**Trecho citado**:
□ □ □ □

Debate raso, soluções rasas. Na quinta-feira (25), manchetes castigavam o pacote do governo para subsidiar carros populares, mas poucas eram as que se atinham à incongruência ambiental da medida. A mais lida era sobre quais modelos ficariam mais baratos.

Ilustração mostra, em forma de silhuetas, inversão da Marcha do Progresso. Na imagem original, um chimpanzé está do lado direito da tela, e as espécies vão evoluindo até chegar ao Homo Sapiens. Aqui, ela é mostrada na ordem contrária. A última imagem é a do chimpanzé. Ele diz: "o petróeo é nosso".
Carvall

Se a chave virou, como diz o editorial da Folha, parece claro que a agenda ambiental só pegará no tranco neste país.

Para alemão ver

Campeã de reclamações de leitores na última semana, a coluna "Fui surpreendida por uma possível saudação nazista", de Giovana Madalosso, ensejou a publicação de um texto Erramos, como se diz internamente no jornal: "Folha errou ao associar propriedade de SC ao nazismo". O jornal levou quase uma semana para verificar o conteúdo do artigo, em que a escritora descreve e classifica como nazista o telhado de uma casa com a inscrição "Heil" em uma cidade do estado. Heil é um sobrenome comum na região, que passou de famílias para estradas e comércios com o tempo. Desde o século 19, quando os primeiros imigrantes alemães chegaram ao país, segundo uma das mensagens enviadas. Há um descompasso considerável entre histórias e significados.

□ □ □ □

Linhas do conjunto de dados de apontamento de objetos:
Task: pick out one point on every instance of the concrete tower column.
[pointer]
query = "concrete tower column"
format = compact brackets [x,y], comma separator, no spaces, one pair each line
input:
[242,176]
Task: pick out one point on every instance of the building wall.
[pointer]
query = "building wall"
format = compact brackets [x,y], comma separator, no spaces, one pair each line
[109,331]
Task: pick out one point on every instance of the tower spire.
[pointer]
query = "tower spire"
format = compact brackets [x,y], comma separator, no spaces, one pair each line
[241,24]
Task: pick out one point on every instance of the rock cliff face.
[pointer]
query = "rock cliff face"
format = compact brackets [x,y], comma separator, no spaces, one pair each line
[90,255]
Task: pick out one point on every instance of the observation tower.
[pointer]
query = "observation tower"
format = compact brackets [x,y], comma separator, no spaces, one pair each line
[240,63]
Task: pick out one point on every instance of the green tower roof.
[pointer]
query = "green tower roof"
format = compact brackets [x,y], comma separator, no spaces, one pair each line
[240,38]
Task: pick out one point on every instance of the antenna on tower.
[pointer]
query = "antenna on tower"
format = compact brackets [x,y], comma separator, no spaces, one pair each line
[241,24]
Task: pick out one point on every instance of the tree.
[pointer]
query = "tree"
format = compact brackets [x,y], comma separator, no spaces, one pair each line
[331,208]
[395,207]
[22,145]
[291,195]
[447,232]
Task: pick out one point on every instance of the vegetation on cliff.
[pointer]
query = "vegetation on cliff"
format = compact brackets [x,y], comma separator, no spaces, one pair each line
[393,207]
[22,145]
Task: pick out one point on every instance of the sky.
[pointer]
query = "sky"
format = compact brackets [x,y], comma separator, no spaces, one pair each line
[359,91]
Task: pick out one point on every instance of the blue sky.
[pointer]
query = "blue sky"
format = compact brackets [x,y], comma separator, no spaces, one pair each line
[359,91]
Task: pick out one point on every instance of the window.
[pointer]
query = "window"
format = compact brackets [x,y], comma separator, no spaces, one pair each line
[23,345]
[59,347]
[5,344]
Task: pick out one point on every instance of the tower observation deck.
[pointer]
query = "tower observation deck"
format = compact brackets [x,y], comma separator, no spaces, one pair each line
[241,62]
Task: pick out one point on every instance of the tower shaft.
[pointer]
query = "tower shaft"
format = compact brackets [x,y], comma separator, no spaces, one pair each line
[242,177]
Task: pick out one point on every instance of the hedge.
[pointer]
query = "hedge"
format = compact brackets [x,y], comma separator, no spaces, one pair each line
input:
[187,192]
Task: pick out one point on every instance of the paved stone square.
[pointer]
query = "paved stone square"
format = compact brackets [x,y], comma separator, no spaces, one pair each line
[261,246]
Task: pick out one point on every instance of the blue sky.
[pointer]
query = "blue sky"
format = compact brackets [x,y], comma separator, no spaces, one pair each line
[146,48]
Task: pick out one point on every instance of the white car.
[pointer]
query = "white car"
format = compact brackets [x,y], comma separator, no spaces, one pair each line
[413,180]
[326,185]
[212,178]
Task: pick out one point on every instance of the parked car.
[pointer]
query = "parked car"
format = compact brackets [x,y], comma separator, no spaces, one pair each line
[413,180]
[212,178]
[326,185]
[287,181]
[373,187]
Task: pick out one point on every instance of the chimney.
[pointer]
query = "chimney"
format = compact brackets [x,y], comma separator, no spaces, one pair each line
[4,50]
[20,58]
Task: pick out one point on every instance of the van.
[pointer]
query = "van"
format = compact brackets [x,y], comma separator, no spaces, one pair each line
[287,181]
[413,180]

□ □ □ □

**Exercícios**:
A: Copie do trecho sobre a cobertura da Folha a parte que vai de "Ilustração mostra, em" até "tranco neste país.", incluindo essas palavras.
B: No trecho sobre a cobertura da Folha, por que o jornal errou ao ligar ao nazismo a casa com a inscrição "Heil" no telhado?
C: Prossiga com o trecho sobre a cobertura da Folha a partir do ponto em que ele termina.
A listagem foi tirada de outra fonte.

**Respostas por tarefa**:
A:
Ilustração mostra, em forma de silhuetas, inversão da Marcha do Progresso. Na imagem original, um chimpanzé está do lado direito da tela, e as espécies vão evoluindo até chegar ao Homo Sapiens. Aqui, ela é mostrada na ordem contrária. A última imagem é a do chimpanzé. Ele diz: "o petróeo é nosso".
Carvall

Se a chave virou, como diz o editorial da Folha, parece claro que a agenda ambiental só pegará no tranco neste país.

B: Porque Heil é um sobrenome comum na região. Com o tempo, esse nome passou das famílias para estradas e comércios.

C:
Em sua reportagem de reparo, a Folha lembra que já havia corrigido informações da coluna através de Erramos no mesmo domingo (21) da publicação do texto no site: "É incorreto afirmar que a inscrição Heil no telhado dos imóveis ‘muito provavelmente’ seja uma referência a uma saudação nazista". O "muito provavelmente" foi substituído por um "possivelmente" no artigo, o que alimentou novas críticas.

O episódio ilustra uma das várias feridas abertas no país e infeccionadas pelo discurso extremado de redes sociais e agentes públicos. No lugar de trabalharem pela moderação, locupletam-se de likes e votos. Antes mesmo da contestada coluna ter ido ao ar, um leitor de Joinville já se queixava ao ombudsman de muitos comentários pesados feitos em reportagens relacionadas a Santa Catarina e Paraná. É o mesmo ódio que brota nas ofensas e ameaças a Madalosso, que não podem ser confundidas com a justa crítica.

Tampouco ajuda a Folha não se abrir ao debate. O jornal ignorou comentários acerca do episódio em seu tradicional canal, o Painel do Leitor. Deixar a tarefa para a mídia social é se render à pancadaria.